**GIVEN PROBLEM:**
Pull out the lines of the material below word for word, beginning with the line that contains "Where can the patterned" and continuing through the final line of the material.

* * *

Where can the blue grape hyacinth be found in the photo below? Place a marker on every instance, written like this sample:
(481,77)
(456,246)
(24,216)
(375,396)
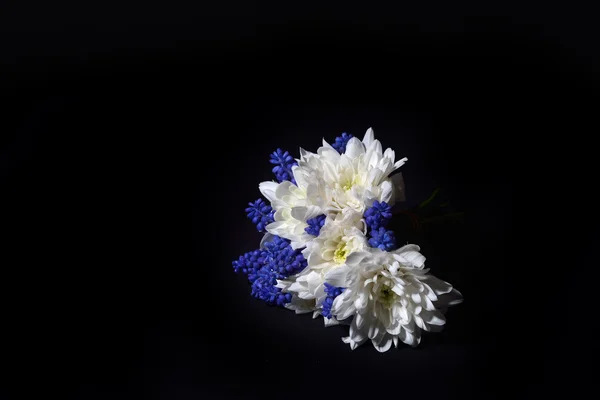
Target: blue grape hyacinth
(265,266)
(378,215)
(283,165)
(260,213)
(341,142)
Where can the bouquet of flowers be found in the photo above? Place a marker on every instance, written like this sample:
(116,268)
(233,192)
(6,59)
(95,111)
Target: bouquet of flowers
(326,248)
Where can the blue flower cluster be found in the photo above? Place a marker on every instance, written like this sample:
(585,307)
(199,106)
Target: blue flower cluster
(332,292)
(382,239)
(283,165)
(260,214)
(377,217)
(265,266)
(341,142)
(315,224)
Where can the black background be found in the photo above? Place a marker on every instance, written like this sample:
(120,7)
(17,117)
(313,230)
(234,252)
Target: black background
(111,114)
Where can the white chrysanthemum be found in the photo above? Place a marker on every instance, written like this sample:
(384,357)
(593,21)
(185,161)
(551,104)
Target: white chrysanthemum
(329,182)
(390,296)
(341,235)
(355,178)
(292,208)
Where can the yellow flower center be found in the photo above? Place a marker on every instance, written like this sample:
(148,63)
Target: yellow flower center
(387,297)
(347,185)
(340,254)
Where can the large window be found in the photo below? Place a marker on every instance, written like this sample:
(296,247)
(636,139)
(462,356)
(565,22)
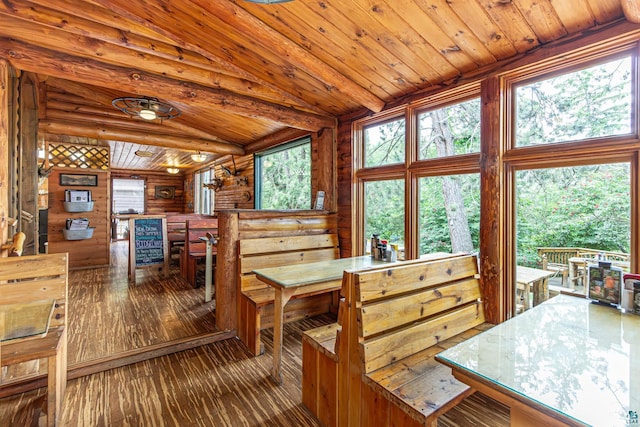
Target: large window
(588,103)
(283,177)
(384,212)
(384,143)
(449,213)
(580,206)
(451,130)
(444,217)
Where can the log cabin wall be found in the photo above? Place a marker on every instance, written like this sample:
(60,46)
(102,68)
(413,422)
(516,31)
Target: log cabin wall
(234,225)
(237,192)
(92,252)
(5,89)
(153,204)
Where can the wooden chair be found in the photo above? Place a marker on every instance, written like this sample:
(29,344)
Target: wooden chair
(194,251)
(26,284)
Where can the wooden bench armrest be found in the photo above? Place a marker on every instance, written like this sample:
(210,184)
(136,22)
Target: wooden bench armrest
(34,348)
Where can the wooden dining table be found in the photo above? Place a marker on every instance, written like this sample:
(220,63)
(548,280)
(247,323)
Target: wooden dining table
(535,279)
(568,361)
(289,280)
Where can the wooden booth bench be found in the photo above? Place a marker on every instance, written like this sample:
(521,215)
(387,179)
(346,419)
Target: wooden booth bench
(193,253)
(256,305)
(177,228)
(376,365)
(33,319)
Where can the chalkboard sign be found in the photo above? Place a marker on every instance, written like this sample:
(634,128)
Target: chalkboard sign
(147,243)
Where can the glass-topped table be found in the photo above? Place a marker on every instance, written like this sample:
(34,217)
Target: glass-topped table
(567,361)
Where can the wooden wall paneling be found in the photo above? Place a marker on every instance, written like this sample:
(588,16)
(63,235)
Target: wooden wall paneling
(155,205)
(324,169)
(234,194)
(93,252)
(345,188)
(234,225)
(28,163)
(491,214)
(188,200)
(5,83)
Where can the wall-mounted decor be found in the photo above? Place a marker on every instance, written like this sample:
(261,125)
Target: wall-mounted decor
(165,192)
(78,180)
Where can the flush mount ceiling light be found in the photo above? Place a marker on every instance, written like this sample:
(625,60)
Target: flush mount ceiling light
(146,108)
(142,153)
(199,157)
(268,1)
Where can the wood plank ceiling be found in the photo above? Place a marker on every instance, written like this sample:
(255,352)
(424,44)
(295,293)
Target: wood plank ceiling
(241,72)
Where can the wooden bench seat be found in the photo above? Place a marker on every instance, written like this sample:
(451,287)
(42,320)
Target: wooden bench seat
(376,365)
(23,281)
(256,308)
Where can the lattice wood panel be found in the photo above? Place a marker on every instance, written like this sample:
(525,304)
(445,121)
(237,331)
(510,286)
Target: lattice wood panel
(79,156)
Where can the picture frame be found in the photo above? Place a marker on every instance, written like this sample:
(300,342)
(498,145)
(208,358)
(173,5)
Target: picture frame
(78,180)
(165,192)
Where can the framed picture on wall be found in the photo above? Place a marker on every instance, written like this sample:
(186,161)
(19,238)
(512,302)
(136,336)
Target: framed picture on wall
(78,180)
(165,192)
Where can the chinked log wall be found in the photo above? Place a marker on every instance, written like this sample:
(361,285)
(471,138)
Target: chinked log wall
(234,225)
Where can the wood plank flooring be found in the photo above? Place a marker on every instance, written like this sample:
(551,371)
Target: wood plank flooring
(216,384)
(107,315)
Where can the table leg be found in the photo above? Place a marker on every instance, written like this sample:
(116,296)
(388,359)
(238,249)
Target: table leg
(282,297)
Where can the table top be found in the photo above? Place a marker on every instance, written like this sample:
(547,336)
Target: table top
(529,275)
(314,272)
(568,355)
(21,320)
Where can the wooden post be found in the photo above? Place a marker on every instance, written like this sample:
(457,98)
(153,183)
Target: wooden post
(227,300)
(492,234)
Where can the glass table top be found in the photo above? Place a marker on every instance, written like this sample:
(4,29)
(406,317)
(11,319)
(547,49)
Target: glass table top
(577,358)
(315,272)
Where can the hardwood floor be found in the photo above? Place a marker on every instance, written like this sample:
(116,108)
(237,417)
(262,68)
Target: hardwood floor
(107,315)
(217,384)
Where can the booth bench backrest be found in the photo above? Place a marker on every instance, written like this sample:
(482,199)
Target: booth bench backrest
(404,310)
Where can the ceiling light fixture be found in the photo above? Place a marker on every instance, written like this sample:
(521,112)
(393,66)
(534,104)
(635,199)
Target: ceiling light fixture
(199,157)
(143,153)
(268,1)
(146,108)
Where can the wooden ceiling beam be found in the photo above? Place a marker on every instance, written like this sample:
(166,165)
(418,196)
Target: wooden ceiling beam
(39,60)
(59,127)
(242,21)
(280,137)
(631,9)
(223,73)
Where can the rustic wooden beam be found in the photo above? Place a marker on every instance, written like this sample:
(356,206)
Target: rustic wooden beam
(5,114)
(209,12)
(39,60)
(104,97)
(631,9)
(105,26)
(59,127)
(86,47)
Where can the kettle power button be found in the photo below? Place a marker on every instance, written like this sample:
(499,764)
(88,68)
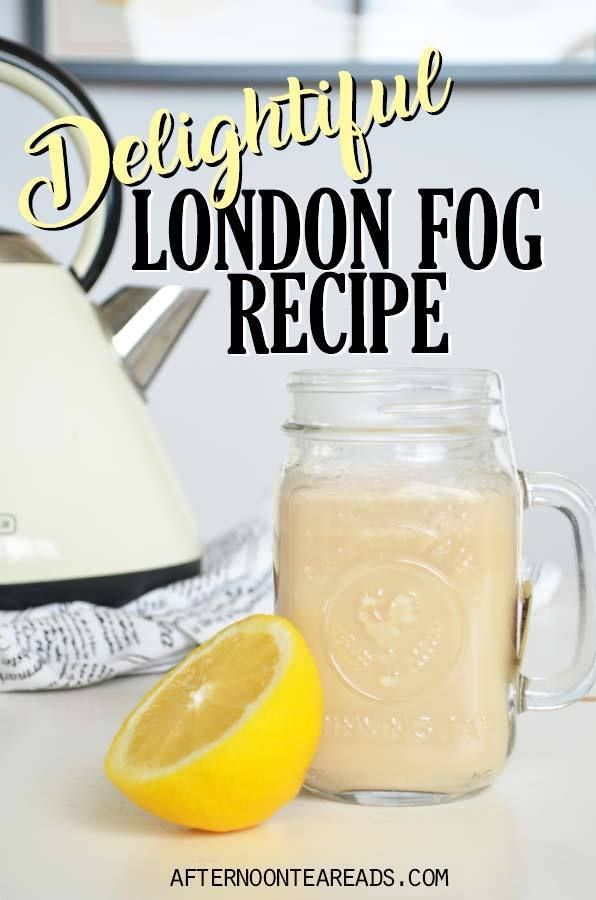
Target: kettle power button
(8,523)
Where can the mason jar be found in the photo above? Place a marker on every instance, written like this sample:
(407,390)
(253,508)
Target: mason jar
(398,534)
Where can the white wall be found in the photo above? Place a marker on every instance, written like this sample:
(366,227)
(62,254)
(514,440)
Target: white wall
(220,416)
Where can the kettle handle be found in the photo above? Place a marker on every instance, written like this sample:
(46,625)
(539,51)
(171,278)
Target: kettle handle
(61,94)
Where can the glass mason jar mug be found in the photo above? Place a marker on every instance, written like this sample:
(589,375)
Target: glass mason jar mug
(398,557)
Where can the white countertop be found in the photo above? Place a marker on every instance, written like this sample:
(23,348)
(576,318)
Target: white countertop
(66,834)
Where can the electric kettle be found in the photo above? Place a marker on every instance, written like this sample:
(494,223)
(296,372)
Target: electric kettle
(90,508)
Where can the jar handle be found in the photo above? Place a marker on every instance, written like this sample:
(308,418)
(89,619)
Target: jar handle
(555,491)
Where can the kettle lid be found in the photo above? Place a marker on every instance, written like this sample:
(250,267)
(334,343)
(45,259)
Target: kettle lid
(15,247)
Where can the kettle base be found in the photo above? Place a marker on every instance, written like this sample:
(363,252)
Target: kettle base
(103,590)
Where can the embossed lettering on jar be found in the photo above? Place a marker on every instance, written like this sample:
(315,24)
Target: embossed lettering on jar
(397,557)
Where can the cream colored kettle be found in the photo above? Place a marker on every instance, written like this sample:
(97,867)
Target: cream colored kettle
(90,508)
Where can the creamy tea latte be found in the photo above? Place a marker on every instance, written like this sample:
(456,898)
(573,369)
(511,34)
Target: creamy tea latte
(406,594)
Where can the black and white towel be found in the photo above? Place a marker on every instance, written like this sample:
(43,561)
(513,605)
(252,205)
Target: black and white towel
(65,645)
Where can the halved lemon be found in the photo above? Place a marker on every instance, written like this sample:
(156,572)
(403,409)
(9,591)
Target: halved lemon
(225,738)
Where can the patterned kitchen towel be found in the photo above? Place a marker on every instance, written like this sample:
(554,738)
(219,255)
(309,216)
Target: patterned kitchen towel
(66,645)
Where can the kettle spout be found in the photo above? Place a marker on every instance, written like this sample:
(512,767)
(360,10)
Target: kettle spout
(145,323)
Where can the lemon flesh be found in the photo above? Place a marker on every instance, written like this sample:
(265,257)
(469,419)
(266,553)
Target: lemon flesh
(225,738)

* * *

**RESULT OF THE TASK:**
Where can the patterned kitchen towel be found in the photo above? Place a marker on every instance, written like this sample:
(554,738)
(219,255)
(309,216)
Target: patterned kitchen towel
(66,645)
Where can the kettle spout be found in the photo above? Place a marker on every instance, written like this sample:
(512,767)
(360,10)
Target: kettle spout
(145,323)
Where can the lemon flesh be found in the photo above? Place a marker on every instance, written like this sample:
(265,257)
(469,419)
(266,553)
Target: lemon flesh
(225,738)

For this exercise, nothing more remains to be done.